__Supplied text__.
---------------

My body matters. My thoughts matter. My feelings matter. I matter. I am a human being, and human beings have worth. I am worthy of respect, kindness, and love. I am worthy of family and friendship. I am worthy of so much. I matter.

I have power.

I can make choices now. I may not always know how to, but I am learning. I have the power. My mother can’t make decisions for me anymore. I make my own decisions. She took my power away from me, but I got it back. Now I am learning to use it.

I have hope.

I see opportunities. My mother wanted me to be nothing, but I am going to be something. I used to live in the darkness, where there was no light. But now I know that light exists, so I try to talk towards it. Even if I still stumble in darkness, I can remember that there is a flame.

I have a purpose.

I try to believe that there are reasons that things are the way they are. There is a reason I’m still alive when I should be dead. There is a reason I found my way here, in this city, at this job, writing this blog, telling my story. I am not useless, or a waste of space. I have a purpose, and I will make a difference to someone, even if that difference is small.

---------------

__Recorded information__.
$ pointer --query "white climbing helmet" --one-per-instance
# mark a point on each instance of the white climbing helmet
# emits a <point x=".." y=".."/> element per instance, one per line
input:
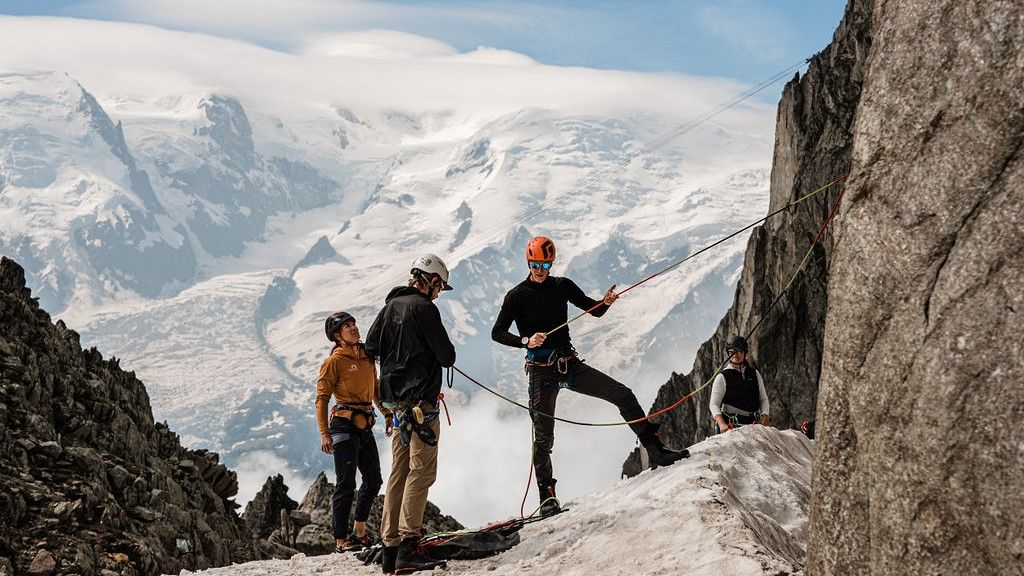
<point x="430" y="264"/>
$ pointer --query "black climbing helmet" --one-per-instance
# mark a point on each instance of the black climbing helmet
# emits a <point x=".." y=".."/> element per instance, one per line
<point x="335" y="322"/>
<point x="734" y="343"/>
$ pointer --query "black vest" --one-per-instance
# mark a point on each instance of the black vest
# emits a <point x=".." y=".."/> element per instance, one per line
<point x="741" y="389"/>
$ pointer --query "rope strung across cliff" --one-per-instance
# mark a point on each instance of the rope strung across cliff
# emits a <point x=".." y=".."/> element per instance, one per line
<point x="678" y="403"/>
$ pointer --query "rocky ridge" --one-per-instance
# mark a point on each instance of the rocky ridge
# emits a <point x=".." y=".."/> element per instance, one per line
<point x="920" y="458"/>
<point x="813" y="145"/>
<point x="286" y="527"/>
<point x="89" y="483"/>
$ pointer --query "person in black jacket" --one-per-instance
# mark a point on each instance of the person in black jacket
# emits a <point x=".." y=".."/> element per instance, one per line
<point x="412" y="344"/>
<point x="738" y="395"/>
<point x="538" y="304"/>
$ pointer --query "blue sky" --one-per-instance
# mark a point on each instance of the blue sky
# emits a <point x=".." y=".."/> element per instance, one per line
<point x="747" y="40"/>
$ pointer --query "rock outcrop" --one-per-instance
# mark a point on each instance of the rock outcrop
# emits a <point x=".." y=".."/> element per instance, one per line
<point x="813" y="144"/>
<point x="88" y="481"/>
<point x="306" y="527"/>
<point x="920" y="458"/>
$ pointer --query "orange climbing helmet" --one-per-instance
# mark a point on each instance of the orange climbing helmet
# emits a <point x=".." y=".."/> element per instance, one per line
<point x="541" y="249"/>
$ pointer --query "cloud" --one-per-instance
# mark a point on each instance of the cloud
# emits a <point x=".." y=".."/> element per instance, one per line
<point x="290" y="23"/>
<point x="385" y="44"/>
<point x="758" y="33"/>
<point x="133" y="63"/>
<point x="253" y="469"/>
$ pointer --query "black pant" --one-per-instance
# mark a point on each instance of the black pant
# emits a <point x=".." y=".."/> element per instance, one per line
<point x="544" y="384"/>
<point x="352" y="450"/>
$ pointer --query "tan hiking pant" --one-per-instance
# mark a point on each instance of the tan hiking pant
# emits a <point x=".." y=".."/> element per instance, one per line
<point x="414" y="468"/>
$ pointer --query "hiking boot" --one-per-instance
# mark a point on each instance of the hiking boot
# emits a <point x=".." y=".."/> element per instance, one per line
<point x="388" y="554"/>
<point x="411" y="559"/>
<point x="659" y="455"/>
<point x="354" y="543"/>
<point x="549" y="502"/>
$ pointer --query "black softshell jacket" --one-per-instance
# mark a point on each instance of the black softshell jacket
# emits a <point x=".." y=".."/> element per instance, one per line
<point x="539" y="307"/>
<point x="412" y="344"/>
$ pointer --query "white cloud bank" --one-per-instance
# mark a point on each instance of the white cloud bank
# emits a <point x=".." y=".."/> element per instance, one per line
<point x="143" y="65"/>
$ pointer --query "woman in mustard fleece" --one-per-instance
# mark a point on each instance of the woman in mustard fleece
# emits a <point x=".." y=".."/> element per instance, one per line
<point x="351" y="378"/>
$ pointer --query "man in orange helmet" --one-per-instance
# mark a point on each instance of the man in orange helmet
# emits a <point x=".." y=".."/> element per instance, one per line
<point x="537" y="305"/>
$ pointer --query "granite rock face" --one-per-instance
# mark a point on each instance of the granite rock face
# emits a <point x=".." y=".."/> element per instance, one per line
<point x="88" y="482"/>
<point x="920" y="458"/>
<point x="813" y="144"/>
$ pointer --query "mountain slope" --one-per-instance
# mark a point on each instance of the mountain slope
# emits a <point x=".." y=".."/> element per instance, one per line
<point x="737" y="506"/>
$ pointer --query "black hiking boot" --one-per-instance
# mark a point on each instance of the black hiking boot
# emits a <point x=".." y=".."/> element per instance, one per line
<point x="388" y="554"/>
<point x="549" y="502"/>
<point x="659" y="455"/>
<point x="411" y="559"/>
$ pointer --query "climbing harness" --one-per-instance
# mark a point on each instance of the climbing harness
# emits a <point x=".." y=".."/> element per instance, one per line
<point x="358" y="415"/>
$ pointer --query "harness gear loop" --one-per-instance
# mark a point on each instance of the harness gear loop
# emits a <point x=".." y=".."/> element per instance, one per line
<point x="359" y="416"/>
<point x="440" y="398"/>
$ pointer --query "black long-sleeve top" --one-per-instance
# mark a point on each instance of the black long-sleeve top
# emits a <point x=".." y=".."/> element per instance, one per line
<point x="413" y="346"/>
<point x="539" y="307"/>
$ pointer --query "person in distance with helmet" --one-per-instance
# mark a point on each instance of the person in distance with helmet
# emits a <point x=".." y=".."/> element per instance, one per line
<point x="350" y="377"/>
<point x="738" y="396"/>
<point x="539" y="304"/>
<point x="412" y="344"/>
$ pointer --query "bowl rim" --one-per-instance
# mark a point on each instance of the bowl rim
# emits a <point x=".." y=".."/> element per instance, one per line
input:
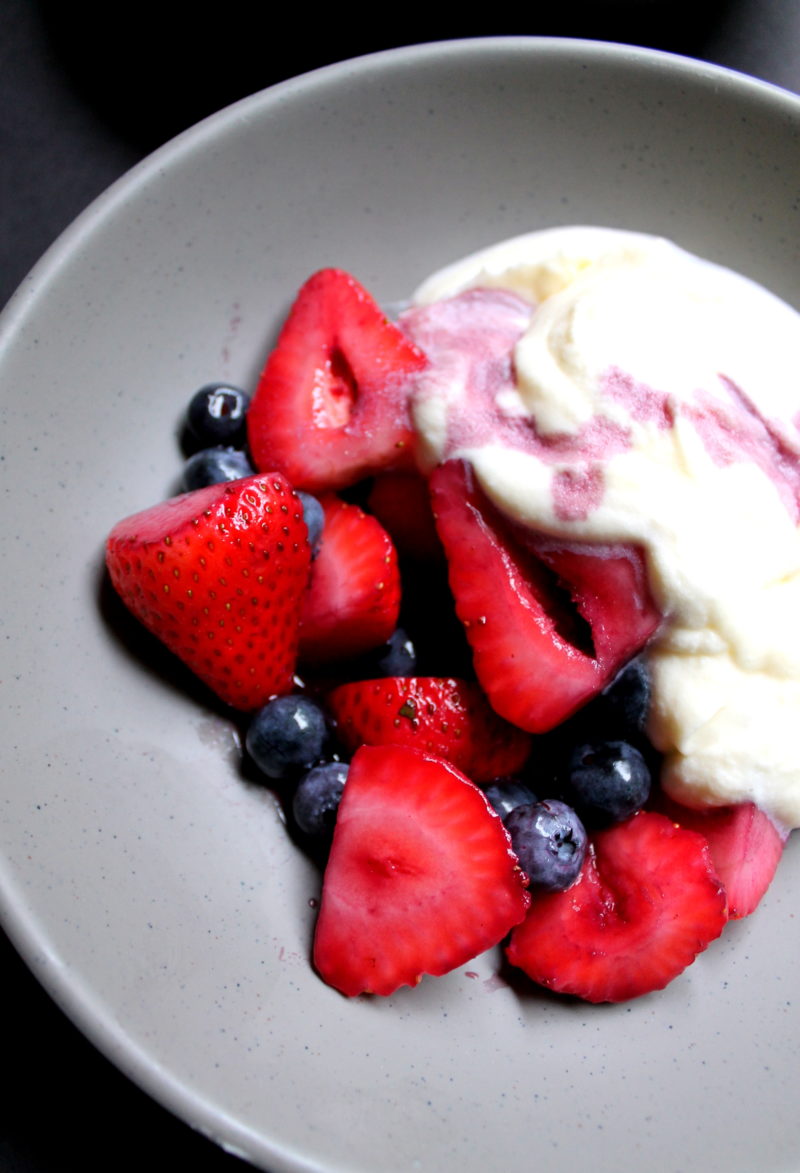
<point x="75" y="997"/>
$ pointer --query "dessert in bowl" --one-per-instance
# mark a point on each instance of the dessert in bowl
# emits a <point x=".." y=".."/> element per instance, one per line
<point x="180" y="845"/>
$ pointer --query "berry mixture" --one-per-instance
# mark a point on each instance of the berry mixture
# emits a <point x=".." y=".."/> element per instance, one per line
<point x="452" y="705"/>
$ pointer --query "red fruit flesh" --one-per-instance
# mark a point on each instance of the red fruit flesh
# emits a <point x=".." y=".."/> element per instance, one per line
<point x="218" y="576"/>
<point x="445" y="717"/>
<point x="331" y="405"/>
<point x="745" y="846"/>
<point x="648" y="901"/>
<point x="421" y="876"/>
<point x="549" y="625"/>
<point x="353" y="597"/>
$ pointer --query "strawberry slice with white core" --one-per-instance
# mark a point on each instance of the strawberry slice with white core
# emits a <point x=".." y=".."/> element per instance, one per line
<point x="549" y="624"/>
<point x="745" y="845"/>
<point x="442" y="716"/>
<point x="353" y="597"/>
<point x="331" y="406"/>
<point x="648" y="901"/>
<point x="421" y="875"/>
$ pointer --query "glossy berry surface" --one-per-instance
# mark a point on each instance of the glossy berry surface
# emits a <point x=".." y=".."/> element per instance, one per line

---------------

__Exercise__. In the affirmations text, who can no longer make decisions for the writer?

__Problem solution__. The writer's mother.